Directions ->
Which lines in the listing below contain the word "background"? Pick out each one and copy it in full, counting a match only when the case is the same.

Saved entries
+ + +

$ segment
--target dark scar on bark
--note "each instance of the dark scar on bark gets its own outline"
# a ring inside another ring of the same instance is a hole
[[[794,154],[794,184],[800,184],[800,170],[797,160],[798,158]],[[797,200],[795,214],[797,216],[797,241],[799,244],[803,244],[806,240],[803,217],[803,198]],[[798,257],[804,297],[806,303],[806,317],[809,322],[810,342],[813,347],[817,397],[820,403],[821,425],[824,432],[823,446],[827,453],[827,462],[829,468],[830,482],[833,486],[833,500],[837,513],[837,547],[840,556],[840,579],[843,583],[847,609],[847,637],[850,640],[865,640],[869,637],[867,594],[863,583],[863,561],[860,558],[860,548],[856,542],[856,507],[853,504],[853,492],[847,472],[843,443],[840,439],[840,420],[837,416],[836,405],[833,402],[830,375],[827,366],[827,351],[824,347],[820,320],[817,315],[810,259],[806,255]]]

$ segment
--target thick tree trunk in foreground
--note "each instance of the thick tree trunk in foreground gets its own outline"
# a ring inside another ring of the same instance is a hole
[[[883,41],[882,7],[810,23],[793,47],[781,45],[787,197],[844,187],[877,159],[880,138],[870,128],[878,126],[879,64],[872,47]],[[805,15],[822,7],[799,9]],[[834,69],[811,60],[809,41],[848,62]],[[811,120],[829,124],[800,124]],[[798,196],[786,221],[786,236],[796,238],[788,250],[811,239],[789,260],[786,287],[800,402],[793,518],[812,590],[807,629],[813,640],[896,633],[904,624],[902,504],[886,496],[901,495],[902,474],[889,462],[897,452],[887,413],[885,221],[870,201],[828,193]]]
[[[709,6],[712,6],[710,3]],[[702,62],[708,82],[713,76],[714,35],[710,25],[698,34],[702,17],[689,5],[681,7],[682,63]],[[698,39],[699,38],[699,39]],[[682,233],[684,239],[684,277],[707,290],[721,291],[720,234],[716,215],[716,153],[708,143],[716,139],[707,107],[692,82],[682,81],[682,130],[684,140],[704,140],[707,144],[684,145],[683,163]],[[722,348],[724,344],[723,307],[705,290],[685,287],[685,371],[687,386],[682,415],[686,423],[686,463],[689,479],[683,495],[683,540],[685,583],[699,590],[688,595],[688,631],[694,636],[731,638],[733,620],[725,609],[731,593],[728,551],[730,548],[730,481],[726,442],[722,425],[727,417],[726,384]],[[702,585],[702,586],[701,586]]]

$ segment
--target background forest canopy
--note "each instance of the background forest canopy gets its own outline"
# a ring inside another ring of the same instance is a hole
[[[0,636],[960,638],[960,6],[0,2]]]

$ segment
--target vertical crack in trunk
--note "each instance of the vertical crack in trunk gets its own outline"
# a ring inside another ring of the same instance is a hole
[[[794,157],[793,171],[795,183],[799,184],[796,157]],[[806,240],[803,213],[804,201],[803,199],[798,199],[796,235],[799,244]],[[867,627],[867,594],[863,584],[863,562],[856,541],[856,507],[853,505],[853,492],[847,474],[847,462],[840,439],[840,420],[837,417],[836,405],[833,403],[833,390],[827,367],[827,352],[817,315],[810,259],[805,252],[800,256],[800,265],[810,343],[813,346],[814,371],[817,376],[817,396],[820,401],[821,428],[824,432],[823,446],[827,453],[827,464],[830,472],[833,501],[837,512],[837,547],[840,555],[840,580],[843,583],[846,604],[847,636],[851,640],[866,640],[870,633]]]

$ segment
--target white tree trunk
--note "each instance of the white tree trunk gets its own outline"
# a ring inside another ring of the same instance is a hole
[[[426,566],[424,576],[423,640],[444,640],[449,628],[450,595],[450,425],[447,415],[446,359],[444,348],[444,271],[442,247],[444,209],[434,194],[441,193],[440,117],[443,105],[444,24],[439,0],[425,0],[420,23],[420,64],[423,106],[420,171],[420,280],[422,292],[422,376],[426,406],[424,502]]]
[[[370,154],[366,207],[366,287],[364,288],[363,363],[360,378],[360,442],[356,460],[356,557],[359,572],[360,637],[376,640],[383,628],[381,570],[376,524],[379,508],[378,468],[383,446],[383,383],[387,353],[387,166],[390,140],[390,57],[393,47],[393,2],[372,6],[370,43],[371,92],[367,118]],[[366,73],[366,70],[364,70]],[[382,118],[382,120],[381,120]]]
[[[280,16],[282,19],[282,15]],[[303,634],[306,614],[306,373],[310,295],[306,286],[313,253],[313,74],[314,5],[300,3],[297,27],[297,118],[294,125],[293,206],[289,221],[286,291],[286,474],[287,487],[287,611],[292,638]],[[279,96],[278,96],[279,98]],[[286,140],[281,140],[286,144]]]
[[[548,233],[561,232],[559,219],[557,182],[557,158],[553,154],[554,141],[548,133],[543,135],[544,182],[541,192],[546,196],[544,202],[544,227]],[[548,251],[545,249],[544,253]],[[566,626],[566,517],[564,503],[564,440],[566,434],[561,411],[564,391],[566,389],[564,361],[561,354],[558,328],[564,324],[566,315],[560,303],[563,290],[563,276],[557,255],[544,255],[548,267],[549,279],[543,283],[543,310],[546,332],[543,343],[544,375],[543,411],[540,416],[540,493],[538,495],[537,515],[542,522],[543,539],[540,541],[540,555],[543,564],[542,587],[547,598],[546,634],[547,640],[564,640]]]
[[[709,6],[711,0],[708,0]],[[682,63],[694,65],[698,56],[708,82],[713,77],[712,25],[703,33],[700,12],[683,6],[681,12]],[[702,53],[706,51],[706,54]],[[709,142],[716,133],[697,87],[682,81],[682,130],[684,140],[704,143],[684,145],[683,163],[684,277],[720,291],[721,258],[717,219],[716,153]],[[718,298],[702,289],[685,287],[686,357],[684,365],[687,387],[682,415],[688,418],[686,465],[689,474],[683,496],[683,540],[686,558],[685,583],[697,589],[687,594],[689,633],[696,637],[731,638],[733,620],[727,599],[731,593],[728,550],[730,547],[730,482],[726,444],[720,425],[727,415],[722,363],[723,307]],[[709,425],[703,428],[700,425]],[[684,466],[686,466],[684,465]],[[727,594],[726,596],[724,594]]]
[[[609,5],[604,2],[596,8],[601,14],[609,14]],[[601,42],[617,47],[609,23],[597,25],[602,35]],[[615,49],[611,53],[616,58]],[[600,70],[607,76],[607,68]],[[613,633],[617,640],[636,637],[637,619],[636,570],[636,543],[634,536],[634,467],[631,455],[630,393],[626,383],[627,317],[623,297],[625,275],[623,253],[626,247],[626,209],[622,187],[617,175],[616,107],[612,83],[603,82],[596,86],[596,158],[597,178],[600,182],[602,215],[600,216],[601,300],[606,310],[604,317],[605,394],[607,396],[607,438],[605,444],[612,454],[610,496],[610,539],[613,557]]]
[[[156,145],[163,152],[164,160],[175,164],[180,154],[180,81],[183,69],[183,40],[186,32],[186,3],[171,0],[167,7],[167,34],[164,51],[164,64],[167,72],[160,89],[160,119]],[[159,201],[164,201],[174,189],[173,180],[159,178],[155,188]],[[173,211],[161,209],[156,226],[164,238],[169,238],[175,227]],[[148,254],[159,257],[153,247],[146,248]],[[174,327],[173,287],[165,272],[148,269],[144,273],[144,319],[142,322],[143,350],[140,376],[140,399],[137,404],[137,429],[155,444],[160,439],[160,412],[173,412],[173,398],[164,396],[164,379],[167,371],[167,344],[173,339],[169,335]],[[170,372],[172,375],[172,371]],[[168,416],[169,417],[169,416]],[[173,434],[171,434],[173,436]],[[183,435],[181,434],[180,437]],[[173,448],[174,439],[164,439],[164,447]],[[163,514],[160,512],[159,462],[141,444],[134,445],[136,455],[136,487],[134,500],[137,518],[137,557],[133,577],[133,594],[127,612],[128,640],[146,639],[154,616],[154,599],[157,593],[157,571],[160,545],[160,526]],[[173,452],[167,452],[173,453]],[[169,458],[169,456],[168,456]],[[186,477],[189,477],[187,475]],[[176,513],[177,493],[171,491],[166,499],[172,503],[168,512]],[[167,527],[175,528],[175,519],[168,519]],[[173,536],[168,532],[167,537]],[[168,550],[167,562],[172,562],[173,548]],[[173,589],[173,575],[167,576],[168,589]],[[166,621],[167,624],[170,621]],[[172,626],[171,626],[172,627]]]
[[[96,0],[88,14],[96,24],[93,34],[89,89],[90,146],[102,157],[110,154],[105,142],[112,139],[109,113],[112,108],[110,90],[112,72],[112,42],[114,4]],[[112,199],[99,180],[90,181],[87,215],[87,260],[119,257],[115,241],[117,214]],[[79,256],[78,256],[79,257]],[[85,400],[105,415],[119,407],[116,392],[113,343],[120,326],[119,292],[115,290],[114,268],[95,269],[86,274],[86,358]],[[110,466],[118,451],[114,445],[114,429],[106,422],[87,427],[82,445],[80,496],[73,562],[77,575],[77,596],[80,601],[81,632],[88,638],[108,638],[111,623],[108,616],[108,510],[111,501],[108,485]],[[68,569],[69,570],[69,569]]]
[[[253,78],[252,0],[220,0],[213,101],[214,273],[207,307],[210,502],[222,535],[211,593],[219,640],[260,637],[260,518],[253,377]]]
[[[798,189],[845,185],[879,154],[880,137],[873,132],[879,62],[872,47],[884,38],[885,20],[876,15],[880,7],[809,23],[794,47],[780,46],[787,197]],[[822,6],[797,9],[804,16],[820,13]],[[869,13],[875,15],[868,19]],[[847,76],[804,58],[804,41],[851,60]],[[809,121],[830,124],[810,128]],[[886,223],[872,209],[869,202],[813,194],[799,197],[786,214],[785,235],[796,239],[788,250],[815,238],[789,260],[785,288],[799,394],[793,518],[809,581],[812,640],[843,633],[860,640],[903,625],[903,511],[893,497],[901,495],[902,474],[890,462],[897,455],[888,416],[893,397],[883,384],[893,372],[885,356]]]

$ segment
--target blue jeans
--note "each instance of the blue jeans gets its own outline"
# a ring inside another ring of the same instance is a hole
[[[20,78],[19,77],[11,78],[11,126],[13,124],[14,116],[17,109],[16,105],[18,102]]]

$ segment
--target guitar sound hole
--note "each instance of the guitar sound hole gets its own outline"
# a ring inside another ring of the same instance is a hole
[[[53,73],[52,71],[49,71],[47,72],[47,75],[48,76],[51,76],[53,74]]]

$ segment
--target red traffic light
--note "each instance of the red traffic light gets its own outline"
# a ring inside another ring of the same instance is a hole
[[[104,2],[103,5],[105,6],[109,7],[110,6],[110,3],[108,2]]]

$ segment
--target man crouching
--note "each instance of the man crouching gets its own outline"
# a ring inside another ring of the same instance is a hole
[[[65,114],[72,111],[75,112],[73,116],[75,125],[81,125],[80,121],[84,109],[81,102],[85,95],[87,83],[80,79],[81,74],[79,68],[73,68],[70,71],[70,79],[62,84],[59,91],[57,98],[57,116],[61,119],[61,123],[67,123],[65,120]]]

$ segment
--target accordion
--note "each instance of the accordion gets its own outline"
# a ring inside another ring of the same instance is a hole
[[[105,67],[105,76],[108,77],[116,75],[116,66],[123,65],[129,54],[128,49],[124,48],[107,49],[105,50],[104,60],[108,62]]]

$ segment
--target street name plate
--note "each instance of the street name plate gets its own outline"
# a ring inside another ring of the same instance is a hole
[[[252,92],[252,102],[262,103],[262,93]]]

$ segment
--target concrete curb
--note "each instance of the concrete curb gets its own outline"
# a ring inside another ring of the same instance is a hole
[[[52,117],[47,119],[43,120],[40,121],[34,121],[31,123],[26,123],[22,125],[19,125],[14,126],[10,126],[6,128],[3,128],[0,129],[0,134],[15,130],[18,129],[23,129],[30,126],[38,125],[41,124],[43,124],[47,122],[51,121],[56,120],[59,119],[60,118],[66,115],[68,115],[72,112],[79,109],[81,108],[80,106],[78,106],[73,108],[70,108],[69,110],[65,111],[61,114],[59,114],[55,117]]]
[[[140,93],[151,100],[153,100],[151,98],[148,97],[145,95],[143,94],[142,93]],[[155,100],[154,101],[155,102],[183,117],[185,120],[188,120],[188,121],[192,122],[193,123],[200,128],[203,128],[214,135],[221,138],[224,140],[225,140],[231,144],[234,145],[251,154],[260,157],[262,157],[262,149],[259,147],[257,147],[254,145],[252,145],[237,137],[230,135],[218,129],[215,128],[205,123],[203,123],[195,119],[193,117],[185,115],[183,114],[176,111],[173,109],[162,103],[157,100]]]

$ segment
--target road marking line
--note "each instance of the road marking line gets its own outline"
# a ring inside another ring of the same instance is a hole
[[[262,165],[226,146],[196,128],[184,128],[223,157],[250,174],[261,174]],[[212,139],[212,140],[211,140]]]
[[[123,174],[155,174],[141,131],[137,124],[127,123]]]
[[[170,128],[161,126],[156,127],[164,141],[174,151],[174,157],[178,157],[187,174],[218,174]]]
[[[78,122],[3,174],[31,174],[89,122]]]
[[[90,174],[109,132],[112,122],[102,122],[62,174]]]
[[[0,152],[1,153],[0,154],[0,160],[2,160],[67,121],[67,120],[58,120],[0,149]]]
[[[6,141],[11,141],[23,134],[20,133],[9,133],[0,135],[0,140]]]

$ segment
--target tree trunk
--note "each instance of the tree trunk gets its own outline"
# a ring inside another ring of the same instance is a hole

+ + +

Answer to this problem ->
--target background forest canopy
--note "each instance of the background forest canopy gets its own outline"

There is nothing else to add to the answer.